* _HOW TO COMPLETE THIS TASK_:
Word for word, the records below are to be set down again.
DATA: Begin
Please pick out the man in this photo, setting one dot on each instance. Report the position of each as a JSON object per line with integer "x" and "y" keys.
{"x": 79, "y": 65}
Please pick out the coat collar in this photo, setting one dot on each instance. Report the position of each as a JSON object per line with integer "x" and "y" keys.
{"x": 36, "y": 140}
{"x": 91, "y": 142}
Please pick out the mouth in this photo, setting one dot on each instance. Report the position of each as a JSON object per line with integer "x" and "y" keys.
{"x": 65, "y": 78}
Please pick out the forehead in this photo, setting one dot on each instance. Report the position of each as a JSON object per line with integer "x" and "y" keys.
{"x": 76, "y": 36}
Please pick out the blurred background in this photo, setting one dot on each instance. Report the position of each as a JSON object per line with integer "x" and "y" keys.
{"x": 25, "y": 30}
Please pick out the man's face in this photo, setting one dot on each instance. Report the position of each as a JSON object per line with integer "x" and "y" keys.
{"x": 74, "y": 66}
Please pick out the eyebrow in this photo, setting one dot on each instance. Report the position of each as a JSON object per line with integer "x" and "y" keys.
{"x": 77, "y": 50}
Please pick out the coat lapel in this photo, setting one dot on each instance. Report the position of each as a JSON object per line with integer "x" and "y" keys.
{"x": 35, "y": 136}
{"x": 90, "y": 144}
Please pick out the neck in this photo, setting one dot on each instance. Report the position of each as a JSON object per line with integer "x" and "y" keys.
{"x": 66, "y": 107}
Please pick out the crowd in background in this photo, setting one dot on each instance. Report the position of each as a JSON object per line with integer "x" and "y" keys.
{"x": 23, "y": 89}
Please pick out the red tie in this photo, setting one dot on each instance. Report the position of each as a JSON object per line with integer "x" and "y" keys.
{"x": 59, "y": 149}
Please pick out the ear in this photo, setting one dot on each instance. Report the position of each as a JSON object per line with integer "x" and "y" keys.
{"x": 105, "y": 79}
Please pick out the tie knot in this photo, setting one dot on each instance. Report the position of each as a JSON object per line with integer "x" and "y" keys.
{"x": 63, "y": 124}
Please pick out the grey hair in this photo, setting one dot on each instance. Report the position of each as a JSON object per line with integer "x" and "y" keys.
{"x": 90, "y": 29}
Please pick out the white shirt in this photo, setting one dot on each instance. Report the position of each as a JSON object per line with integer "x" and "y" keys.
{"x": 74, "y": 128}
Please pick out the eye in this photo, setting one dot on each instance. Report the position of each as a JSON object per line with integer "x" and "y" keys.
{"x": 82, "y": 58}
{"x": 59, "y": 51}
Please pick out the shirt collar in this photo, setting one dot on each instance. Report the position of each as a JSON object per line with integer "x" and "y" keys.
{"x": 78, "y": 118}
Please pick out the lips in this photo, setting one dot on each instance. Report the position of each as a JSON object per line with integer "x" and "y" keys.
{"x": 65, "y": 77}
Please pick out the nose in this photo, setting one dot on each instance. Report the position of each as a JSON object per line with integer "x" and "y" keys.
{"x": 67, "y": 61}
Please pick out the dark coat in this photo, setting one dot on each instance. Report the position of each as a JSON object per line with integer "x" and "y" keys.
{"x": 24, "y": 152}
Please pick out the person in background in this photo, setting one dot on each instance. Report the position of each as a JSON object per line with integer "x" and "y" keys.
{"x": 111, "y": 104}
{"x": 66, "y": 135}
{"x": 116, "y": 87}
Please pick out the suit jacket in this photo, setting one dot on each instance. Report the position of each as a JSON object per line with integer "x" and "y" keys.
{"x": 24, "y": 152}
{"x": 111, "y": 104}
DATA: End
* _EXPECTED OUTPUT_:
Please pick out the man in this photo, setting one dot on each instance. Report the position of each as a JSON object per line with integer "x" and "y" keys.
{"x": 79, "y": 65}
Please pick out the coat collar in this photo, setting one dot on each instance. Report the position of each as a JSON object per line with integer "x" and "y" keys.
{"x": 36, "y": 140}
{"x": 91, "y": 142}
Please pick out the mouth in this photo, setting one dot on each instance. Report the position of each as a JSON object per line with integer "x" and "y" keys.
{"x": 65, "y": 78}
Please pick out the forehead in this photo, setting one dot on each instance. Report the position of each as a JSON object per line with integer "x" and "y" keys.
{"x": 76, "y": 36}
Please pick out the blurred background in this photo, setting one dot on each instance. Report the position of each as a JSON object per line with integer "x" and "y" keys.
{"x": 25, "y": 30}
Please pick out the man's face in this photo, setting one dot on each instance. Report the position of each as a JSON object per line with integer "x" and "y" keys.
{"x": 74, "y": 66}
Please pick out the eyebrow in this photo, setting one dot on each instance. Report the position of each as a JSON object per line with integer "x" and "y" keys.
{"x": 77, "y": 50}
Please pick out the coat lapel in this photo, setting one dot on each instance. Report the position of each as a JSON object per line with integer "x" and "y" keys.
{"x": 35, "y": 136}
{"x": 90, "y": 144}
Please pick out the neck in this photo, setting one dot on each instance. Report the position of each as a JSON object per line with integer "x" and "y" keys.
{"x": 66, "y": 107}
Please pick out the crowd in background in this photo, setting one dot on each instance. Report the position of each as a JSON object per line with integer "x" and "y" keys.
{"x": 23, "y": 89}
Please pick out the red tie in this photo, setting one dot on each instance. Report the position of each as a JSON object per line with integer "x" and "y" keys.
{"x": 59, "y": 149}
Please pick out the ear in this photo, setting one dot on each instance. Report the position of each as a JSON object per line with integer "x" and "y" keys.
{"x": 105, "y": 79}
Please pick out the tie knot in this photo, setting one dot on each instance. Report the position of each as a JSON object per line with integer "x" and "y" keys.
{"x": 63, "y": 124}
Please pick out the grey hair in this photo, setting one dot on each instance. Report the position of each as a JSON object per line with integer "x" and "y" keys.
{"x": 90, "y": 29}
Please pick out the white shirt in this photo, setting one dot on each instance. Report the position of each as a JSON object per line with integer "x" and "y" keys.
{"x": 74, "y": 128}
Please pick out the eye in this photo, setting one dot on each instance. Report the position of each as a JSON object per line with integer "x" and "y" keys.
{"x": 82, "y": 58}
{"x": 59, "y": 51}
Please pick out the shirt collar in this photo, setting one dot on each instance. Report the position of each as a JSON object per line with integer "x" and "y" keys.
{"x": 78, "y": 118}
Please pick out the lips in this photo, setting one dot on each instance. Report the position of each as a JSON object per line with integer "x" and "y" keys.
{"x": 65, "y": 77}
Please pick out the nose in this photo, setting one dot on each instance. Report the position of each as a JSON object per line with integer "x" and "y" keys.
{"x": 67, "y": 61}
Please pick out the dark coat in this photo, setting one dot on each instance. Report the position of each as a JSON object per line with integer "x" and "y" keys.
{"x": 24, "y": 152}
Please pick out the person in background in this photo, setting one dot on each instance. Report the position of each as a JSON object per line with integer "x" and "y" keys.
{"x": 111, "y": 104}
{"x": 66, "y": 135}
{"x": 116, "y": 87}
Please pick out the suit jacket in this photo, setting one dot on each instance. Report the position of each as a JSON object per line with integer "x" and "y" keys.
{"x": 24, "y": 152}
{"x": 111, "y": 104}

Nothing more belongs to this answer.